>>>

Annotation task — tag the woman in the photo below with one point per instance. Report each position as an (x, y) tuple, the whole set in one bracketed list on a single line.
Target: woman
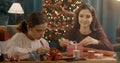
[(87, 30), (28, 39)]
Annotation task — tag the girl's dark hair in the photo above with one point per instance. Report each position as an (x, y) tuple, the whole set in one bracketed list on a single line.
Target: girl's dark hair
[(33, 19), (95, 25)]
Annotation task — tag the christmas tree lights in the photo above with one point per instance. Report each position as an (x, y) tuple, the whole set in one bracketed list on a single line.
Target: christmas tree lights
[(60, 17)]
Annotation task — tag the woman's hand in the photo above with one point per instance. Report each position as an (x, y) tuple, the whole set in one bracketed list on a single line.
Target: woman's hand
[(89, 40), (11, 58), (63, 42)]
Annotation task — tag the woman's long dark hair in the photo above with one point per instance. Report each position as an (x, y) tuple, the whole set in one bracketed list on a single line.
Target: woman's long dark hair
[(33, 19), (95, 25)]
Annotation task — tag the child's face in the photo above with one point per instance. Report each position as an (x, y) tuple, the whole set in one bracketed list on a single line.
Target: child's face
[(85, 18), (38, 31)]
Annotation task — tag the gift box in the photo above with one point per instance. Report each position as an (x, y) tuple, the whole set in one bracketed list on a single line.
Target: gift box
[(70, 49), (4, 35)]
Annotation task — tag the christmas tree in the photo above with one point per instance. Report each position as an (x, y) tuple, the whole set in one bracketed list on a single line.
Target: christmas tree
[(60, 17)]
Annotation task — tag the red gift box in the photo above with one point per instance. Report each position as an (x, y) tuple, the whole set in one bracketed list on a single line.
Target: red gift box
[(70, 49), (4, 35)]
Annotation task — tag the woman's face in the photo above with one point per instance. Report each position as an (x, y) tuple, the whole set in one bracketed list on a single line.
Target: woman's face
[(85, 18), (38, 31)]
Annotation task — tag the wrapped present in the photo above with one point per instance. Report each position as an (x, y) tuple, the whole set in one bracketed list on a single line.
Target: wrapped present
[(4, 35)]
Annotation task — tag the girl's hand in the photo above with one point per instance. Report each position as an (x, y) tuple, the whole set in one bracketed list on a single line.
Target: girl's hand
[(43, 50), (89, 40), (63, 42)]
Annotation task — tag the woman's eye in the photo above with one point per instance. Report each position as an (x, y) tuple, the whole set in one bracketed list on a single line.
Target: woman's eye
[(81, 16), (88, 16)]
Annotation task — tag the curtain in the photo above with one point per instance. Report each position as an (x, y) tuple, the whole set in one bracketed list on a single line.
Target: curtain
[(107, 11), (108, 15)]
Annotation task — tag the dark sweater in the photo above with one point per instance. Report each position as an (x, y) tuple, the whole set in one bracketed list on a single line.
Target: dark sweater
[(104, 44)]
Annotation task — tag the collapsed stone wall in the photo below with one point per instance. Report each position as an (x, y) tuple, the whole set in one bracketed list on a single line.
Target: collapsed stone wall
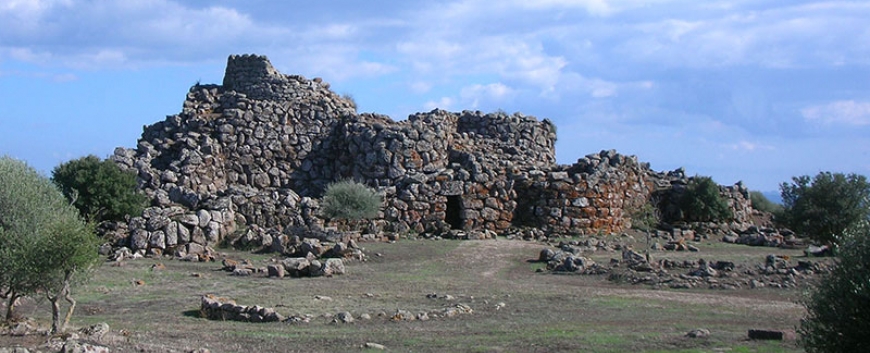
[(593, 195), (262, 147)]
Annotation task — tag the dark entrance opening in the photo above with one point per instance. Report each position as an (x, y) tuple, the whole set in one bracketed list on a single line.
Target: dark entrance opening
[(454, 211)]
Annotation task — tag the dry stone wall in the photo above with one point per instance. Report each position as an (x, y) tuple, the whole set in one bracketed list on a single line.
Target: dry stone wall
[(592, 195), (261, 148)]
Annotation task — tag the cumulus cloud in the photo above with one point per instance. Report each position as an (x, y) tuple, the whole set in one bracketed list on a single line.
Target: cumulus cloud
[(789, 35), (444, 103), (493, 92), (748, 146), (845, 112)]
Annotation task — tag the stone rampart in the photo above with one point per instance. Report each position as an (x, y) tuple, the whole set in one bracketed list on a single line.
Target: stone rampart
[(262, 147)]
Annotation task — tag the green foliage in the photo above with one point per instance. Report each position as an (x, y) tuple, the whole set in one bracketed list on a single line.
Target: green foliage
[(825, 206), (838, 308), (350, 200), (702, 202), (762, 203), (99, 189), (645, 218), (350, 100), (43, 242)]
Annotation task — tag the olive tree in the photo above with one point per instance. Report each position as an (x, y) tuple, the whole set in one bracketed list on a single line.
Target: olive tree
[(99, 189), (44, 243), (825, 206), (838, 307), (350, 200)]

<<<

Please rescale the records that begin at the line containing "Annotation task — tag the woman's face" and stop after the line containing "[(43, 50), (89, 40), (63, 42)]", writing out every line in that span. Leave each line unchanged except for the point coordinates, which should be multiplied by 1.6 and rounded to whole numbers, with halves rounding up.

Annotation task — tag the woman's face in the photo above with one point per instance. Report each position as an (x, y) tuple, the whole set in one bracketed list on a single line.
Target: woman's face
[(136, 29), (61, 50)]
Annotation task — tag the wrapped present in the photo above with one point per instance. Report each position as an (x, y) tuple, the whole set in one bracketed list on a single line.
Target: wrapped present
[(6, 56)]
Annotation task — tag the girl's hand in the photo above with one point per instance. Report each position as an (x, y) tuple, the whole set in one bracketed list on a single line.
Target: girl's hand
[(69, 80), (142, 64), (101, 67)]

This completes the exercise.